● **Task directions**
Copy exactly the lines of the items, from the line that contains "--target rolling hill" up to and including the last line of the items.

-------- Supplied data

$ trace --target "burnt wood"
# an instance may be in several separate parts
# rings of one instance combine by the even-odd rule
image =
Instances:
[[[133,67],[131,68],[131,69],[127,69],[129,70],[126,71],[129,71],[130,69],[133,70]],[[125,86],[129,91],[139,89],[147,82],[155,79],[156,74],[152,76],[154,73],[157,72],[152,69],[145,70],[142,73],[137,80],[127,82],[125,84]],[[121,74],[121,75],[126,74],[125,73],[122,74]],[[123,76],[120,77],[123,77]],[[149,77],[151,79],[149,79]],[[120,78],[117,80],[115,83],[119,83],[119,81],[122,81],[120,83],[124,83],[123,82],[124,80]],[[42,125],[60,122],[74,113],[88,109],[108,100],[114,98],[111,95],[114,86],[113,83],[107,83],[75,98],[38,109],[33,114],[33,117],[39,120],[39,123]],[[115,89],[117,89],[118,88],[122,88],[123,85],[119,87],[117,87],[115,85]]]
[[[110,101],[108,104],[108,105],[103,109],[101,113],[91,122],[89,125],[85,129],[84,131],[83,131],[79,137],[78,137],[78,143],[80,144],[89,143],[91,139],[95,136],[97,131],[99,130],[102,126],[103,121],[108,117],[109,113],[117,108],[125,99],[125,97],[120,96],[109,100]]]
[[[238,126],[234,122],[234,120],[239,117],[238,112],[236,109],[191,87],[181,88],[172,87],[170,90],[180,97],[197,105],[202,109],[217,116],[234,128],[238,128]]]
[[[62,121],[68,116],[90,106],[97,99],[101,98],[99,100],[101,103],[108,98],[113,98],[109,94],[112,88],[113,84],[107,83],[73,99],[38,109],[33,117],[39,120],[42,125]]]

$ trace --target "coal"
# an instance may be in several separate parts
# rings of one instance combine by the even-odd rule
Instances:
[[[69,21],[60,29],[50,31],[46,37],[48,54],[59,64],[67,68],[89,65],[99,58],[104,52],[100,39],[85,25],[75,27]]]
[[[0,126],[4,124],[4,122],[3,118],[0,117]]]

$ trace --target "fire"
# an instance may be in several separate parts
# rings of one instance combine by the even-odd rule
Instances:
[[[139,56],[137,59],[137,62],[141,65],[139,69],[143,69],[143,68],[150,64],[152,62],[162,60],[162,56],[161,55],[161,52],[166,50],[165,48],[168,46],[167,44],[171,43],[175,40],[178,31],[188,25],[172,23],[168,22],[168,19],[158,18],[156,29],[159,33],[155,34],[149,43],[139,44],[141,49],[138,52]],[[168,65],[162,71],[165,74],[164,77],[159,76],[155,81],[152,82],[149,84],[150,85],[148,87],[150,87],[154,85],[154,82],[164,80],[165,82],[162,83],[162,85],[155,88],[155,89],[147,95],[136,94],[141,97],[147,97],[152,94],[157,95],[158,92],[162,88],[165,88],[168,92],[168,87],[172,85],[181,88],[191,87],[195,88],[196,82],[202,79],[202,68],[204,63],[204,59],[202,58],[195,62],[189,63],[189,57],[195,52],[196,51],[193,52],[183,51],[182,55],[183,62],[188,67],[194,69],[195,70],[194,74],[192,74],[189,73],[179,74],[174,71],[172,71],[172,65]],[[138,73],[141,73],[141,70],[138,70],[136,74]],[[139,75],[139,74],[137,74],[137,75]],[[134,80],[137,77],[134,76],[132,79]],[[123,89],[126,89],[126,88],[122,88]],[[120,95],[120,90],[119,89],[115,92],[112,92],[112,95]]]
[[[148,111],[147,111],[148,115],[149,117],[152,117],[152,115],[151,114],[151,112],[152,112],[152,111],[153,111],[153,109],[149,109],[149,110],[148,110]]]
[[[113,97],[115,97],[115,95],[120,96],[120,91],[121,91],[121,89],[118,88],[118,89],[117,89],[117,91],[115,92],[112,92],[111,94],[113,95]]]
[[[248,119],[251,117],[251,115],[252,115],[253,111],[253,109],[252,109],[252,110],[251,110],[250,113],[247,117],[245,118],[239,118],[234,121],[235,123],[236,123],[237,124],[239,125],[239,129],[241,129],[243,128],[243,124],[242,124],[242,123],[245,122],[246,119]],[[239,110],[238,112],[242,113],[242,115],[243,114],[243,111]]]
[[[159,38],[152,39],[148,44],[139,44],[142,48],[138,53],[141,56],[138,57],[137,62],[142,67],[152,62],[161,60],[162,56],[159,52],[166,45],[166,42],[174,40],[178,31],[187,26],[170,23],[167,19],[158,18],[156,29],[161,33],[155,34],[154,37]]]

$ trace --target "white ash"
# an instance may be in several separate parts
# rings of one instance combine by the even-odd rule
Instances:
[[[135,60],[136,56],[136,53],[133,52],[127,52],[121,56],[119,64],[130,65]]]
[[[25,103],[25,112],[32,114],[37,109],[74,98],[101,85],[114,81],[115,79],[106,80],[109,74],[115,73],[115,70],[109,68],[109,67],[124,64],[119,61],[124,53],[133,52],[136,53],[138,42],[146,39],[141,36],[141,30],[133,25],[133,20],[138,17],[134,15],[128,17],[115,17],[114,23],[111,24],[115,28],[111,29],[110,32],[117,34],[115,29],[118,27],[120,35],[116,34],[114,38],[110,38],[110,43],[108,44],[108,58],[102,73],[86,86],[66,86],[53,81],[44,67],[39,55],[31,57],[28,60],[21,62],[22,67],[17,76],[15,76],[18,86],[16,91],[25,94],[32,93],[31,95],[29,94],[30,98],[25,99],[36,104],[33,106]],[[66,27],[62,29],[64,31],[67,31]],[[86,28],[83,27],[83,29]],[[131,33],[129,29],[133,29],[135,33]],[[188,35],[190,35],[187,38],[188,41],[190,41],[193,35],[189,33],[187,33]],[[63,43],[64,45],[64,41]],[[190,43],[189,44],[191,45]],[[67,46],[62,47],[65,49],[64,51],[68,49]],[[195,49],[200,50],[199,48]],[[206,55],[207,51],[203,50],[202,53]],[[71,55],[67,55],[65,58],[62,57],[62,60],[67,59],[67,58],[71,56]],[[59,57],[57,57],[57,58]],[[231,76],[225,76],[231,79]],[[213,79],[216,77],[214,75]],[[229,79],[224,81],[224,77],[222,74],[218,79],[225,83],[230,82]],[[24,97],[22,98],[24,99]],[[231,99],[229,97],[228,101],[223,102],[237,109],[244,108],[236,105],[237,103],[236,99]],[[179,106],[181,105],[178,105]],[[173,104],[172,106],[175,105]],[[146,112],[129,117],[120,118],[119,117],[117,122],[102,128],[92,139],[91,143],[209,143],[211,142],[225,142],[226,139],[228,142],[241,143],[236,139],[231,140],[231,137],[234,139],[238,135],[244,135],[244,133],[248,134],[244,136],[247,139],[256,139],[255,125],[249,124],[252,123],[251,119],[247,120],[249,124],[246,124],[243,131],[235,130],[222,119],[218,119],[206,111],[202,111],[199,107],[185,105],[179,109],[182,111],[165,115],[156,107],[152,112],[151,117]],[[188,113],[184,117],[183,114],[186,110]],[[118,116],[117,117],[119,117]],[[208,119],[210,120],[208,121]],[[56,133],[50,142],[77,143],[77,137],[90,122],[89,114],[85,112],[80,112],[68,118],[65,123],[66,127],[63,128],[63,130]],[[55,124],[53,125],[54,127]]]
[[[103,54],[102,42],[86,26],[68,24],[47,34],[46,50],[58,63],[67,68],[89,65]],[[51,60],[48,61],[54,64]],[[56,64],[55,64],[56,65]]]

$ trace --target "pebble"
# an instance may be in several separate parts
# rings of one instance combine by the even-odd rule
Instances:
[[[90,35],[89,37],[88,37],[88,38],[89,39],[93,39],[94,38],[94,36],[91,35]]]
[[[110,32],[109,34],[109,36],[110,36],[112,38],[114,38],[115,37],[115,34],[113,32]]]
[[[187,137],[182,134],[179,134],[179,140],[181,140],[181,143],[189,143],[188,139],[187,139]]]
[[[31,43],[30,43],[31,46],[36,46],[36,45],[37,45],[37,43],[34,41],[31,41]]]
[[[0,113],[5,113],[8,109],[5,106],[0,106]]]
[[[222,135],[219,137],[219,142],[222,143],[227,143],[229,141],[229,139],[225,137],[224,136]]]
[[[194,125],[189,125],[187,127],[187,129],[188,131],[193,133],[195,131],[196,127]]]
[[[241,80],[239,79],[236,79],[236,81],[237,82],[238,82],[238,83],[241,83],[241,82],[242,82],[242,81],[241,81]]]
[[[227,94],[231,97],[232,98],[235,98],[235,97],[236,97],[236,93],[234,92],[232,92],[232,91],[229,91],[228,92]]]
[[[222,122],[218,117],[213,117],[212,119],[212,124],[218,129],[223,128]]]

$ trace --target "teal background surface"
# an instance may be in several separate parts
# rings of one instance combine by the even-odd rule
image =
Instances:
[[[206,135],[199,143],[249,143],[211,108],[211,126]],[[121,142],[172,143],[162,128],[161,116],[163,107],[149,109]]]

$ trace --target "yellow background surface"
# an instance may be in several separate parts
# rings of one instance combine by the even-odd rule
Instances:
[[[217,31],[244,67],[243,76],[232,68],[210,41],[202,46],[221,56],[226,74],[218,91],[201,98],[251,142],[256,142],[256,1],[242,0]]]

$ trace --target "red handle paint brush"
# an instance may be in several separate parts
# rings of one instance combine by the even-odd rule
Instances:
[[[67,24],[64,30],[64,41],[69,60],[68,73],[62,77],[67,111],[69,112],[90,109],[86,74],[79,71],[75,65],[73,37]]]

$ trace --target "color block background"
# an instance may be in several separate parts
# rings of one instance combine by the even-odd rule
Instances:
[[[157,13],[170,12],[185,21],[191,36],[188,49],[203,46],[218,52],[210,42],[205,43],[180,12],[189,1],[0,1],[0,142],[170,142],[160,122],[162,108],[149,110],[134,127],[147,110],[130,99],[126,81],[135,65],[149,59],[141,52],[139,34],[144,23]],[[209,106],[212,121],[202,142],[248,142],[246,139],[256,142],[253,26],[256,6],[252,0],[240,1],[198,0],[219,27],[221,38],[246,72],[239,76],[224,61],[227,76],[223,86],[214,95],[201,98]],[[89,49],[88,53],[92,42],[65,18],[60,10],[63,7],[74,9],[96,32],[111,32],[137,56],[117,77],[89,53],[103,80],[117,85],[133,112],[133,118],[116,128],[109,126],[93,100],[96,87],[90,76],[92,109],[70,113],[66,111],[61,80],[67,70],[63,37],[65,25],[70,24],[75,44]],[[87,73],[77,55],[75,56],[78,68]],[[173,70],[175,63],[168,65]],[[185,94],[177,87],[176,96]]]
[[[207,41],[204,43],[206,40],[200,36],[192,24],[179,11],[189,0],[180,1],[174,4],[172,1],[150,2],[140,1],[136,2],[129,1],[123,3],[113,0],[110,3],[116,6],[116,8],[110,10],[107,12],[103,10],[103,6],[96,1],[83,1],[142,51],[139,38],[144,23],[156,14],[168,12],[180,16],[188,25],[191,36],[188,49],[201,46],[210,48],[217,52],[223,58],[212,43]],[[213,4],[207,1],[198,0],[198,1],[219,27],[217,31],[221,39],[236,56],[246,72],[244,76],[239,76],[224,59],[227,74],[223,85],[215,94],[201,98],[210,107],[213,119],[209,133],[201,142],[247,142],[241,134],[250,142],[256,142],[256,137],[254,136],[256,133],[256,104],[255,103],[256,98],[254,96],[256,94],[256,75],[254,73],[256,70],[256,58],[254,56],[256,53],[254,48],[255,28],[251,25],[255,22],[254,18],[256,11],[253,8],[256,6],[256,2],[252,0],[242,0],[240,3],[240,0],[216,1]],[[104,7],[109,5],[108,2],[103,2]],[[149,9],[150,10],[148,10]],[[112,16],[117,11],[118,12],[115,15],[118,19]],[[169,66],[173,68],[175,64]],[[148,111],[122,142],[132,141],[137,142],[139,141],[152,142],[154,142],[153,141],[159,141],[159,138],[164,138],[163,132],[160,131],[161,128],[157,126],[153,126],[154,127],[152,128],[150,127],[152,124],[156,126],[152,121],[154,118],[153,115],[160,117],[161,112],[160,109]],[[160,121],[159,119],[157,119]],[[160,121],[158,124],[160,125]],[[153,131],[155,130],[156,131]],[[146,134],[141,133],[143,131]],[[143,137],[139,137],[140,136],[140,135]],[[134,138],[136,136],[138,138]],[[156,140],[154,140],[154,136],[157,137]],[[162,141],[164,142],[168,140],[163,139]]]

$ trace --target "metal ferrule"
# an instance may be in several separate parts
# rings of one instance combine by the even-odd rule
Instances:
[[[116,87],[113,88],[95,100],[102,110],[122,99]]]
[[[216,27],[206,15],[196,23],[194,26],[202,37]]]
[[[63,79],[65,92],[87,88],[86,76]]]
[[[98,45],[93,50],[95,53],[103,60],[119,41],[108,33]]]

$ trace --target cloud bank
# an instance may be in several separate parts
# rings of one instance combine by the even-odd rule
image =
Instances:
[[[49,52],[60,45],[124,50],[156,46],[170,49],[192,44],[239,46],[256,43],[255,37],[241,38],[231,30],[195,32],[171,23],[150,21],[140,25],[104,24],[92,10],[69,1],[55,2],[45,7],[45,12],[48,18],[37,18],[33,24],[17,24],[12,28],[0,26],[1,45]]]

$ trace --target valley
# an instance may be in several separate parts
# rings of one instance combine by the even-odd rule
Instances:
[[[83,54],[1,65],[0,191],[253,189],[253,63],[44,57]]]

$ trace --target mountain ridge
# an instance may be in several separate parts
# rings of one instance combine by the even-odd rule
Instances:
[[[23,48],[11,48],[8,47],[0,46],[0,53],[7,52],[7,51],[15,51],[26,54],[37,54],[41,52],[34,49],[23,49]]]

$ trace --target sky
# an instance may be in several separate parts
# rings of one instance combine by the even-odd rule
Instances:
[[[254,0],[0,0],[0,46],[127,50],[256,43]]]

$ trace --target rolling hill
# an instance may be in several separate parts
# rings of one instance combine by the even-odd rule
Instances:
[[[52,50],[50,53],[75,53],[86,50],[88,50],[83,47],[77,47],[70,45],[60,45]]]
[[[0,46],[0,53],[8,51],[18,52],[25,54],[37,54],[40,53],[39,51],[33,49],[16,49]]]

----------------

● **Problem solution**
$ trace --target rolling hill
# an instance may be in several separate parts
# rings of one instance combine by the even-odd rule
Instances:
[[[52,50],[50,53],[75,53],[86,50],[88,50],[83,47],[77,47],[70,45],[60,45]]]
[[[0,46],[0,53],[8,51],[18,52],[25,54],[37,54],[40,53],[39,51],[33,49],[16,49]]]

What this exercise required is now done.